[[ Dataset records, beginning ]]

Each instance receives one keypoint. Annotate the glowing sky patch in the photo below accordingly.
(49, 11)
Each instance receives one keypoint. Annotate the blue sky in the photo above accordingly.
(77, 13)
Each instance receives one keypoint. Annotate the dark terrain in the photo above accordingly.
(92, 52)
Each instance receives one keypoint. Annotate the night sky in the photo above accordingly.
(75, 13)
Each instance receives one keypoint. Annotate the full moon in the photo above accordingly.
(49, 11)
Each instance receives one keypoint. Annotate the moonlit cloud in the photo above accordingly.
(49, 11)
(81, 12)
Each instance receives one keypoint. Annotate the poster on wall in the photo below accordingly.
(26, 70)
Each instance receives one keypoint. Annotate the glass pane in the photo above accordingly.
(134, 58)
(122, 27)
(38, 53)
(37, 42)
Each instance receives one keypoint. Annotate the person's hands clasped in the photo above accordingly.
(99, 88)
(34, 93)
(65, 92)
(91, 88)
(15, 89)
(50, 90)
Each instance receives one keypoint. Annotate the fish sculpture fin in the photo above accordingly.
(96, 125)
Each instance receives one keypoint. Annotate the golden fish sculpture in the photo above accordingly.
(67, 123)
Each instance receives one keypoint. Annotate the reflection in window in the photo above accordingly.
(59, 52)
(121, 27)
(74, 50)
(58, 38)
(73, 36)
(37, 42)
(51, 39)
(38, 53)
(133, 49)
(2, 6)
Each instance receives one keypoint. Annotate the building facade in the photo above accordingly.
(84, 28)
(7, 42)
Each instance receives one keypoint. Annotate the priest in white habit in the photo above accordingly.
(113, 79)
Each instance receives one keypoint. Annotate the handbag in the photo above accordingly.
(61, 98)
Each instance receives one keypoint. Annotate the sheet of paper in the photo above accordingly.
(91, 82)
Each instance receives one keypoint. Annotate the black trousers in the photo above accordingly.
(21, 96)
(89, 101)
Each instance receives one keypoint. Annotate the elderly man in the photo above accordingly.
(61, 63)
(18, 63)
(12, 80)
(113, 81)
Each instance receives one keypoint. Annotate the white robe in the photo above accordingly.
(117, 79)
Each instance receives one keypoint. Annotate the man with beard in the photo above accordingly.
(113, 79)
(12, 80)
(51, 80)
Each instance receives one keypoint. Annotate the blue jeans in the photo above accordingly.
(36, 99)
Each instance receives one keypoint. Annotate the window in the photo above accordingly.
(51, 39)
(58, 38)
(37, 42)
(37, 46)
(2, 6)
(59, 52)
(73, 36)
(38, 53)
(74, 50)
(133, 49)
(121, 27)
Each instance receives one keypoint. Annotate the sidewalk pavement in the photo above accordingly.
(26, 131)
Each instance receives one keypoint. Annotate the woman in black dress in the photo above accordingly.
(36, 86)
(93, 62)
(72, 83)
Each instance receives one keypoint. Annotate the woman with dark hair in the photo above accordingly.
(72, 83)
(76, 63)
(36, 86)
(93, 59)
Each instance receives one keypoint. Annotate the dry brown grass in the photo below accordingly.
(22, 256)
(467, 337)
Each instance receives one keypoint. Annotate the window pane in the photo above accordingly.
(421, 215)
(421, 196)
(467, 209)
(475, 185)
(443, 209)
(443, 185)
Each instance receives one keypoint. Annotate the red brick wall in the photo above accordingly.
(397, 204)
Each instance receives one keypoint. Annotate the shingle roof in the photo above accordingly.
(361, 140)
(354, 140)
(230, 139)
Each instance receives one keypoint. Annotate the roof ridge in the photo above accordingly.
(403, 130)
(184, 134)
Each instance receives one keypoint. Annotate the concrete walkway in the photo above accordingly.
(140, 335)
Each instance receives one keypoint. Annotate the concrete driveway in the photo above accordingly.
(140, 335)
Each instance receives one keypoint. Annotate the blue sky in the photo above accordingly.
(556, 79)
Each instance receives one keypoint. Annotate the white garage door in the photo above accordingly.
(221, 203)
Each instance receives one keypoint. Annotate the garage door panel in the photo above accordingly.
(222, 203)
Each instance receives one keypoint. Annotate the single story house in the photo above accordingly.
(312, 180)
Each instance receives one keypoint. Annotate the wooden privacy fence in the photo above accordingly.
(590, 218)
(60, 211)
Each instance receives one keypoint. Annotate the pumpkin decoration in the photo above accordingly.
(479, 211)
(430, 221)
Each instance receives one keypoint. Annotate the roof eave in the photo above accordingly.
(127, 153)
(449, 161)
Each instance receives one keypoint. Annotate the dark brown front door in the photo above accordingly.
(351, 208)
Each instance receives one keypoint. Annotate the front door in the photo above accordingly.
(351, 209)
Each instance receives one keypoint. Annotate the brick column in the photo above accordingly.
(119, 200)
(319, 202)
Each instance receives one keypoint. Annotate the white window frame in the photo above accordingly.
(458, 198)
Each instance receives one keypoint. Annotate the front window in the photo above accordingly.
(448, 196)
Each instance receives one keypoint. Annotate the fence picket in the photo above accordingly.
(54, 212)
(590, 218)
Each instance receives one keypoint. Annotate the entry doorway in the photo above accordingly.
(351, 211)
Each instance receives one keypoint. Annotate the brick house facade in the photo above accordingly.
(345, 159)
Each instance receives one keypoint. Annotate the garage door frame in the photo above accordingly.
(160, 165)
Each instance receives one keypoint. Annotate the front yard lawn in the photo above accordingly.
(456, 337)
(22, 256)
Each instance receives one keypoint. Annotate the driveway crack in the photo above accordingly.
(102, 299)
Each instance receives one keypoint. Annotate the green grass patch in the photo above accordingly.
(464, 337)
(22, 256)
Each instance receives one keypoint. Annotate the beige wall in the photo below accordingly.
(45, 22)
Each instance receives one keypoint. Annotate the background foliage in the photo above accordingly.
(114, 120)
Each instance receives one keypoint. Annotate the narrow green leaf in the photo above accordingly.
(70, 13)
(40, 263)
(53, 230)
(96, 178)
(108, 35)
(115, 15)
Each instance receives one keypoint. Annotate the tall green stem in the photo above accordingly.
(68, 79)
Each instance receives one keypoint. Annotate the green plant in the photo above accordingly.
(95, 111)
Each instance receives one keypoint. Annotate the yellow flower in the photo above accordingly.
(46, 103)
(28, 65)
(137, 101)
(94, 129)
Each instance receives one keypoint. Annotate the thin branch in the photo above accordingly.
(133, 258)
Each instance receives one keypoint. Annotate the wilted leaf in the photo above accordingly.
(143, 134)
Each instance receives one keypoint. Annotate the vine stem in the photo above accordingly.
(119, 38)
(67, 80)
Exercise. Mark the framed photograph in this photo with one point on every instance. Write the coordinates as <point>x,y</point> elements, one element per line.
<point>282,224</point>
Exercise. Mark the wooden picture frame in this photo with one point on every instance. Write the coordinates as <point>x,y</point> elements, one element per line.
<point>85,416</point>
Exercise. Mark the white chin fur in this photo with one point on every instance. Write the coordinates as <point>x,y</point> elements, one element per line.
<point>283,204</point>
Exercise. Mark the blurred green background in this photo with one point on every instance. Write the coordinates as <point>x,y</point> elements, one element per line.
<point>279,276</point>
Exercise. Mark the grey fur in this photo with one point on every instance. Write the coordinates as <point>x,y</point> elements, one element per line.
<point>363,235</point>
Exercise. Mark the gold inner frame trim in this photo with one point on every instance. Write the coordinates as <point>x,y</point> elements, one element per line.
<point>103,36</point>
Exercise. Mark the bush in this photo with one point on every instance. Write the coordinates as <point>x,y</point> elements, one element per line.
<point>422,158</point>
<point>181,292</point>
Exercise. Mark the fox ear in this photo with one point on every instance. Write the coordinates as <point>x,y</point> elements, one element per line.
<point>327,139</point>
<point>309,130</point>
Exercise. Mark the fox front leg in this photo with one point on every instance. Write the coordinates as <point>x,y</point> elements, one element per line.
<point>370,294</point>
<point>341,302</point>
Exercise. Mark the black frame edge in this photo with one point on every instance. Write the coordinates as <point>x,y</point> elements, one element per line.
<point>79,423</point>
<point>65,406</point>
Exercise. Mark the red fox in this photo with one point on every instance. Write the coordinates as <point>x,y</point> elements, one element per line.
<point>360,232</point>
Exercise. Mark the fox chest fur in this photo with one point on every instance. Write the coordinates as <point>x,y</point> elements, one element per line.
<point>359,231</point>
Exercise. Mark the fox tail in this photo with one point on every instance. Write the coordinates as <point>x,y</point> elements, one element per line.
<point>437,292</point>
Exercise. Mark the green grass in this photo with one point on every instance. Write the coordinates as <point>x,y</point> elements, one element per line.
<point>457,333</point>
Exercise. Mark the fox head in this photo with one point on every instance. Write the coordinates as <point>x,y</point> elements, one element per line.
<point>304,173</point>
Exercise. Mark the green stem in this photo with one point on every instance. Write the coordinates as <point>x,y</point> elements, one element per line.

[[ Dataset records, end ]]

● **Goal of the exercise**
Write out the lines of the records exactly, starting at the one holding "Exercise. Mark the fox tail" and ending with the last line, and include no others.

● **Response for this exercise**
Exercise. Mark the fox tail in this photo with one point on every instance. Write the coordinates as <point>x,y</point> elements, one element per line.
<point>437,292</point>
Exercise. Mark the green grass in this photo with one point on every instance. Write the coordinates as <point>x,y</point> elements, one element per line.
<point>457,333</point>
Exercise. Mark the fox head in this photo with one point on every instance. Write the coordinates as <point>x,y</point> elements, one element per line.
<point>304,173</point>
Exercise. Mark the green stem in this photo with one point on every instance. Write the coordinates as <point>x,y</point> elements, one element per line.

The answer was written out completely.